How do you define a tradition? What keeps traditions going? What role does attention play? What role does creativity play? What role does education play?
To go a little deeper:
Holtz’s full essay is a good introduction to midrash. It can be found in Barry Holtz, ed., Back to the Sources: Reading the Classic Jewish Texts (Touchstone, 1992) [also cited below as an endnote]
L’Engle’s story can be found in her book The Rock that Is Higher (Shaw, 2002). Her novel Certain Women is itself an interesting midrashic take on the story of King David and his family.
[i] Barry Holtz, “Midrash” in Barry Holtz, ed., Back to the Sources: Reading the Classic Jewish Texts (Touchstone, 1992), p.180.
[iii] Debra Orenstein, “Stories Intersect: Jewish Women Read the Bible” in Debra Orenstein, Jane Rachel Litman eds., Lifecycles: Jewish Women on Biblical Themes in Contemporary Life, Vol. 2. (Jewish Lights, 1997), p.xix
Wu-wei is a concept essential to Taoism. It essentially means something like “acting without acting” or “non-action.” Please note at the outset that it is not to be confused with “inaction.” There is nothing especially Taoist about spending all day on the couch (there may be other good reasons to do that, but wu-wei is not one of them).

DESCRIPTION OF THE TASK: Rewrite the source between "How do you define" and "(Touchstone, 1992), p.180.", inclusive, with "essay" changed to "article".

(Picture annotation records)
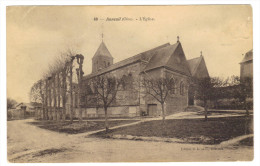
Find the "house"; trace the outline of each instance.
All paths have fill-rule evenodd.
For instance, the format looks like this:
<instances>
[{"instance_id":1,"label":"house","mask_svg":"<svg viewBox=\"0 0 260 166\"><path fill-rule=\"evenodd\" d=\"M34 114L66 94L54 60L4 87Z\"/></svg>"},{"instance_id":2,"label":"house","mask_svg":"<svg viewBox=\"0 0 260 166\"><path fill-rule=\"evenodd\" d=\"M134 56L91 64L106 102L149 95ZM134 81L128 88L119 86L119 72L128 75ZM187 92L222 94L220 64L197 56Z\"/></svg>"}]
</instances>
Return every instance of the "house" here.
<instances>
[{"instance_id":1,"label":"house","mask_svg":"<svg viewBox=\"0 0 260 166\"><path fill-rule=\"evenodd\" d=\"M34 117L35 111L41 106L38 103L19 103L14 108L8 110L10 119L24 119Z\"/></svg>"},{"instance_id":2,"label":"house","mask_svg":"<svg viewBox=\"0 0 260 166\"><path fill-rule=\"evenodd\" d=\"M124 77L127 80L108 108L109 117L161 116L160 103L143 93L144 88L140 80L144 75L154 78L168 75L174 78L176 90L167 98L166 115L183 111L188 106L191 77L209 75L203 56L187 60L179 40L175 44L166 43L115 64L106 44L102 41L92 58L92 73L84 76L82 82L83 117L104 116L103 108L97 106L95 91L90 82L96 76L107 74L117 78ZM76 116L77 112L76 109Z\"/></svg>"},{"instance_id":3,"label":"house","mask_svg":"<svg viewBox=\"0 0 260 166\"><path fill-rule=\"evenodd\" d=\"M253 79L253 50L248 51L240 62L240 79Z\"/></svg>"}]
</instances>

THE RESULT:
How do you define a tradition? What keeps traditions going? What role does attention play? What role does creativity play? What role does education play?
To go a little deeper:
Holtz’s full article is a good introduction to midrash. It can be found in Barry Holtz, ed., Back to the Sources: Reading the Classic Jewish Texts (Touchstone, 1992) [also cited below as an endnote]
L’Engle’s story can be found in her book The Rock that Is Higher (Shaw, 2002). Her novel Certain Women is itself an interesting midrashic take on the story of King David and his family.
[i] Barry Holtz, “Midrash” in Barry Holtz, ed., Back to the Sources: Reading the Classic Jewish Texts (Touchstone, 1992), p.180.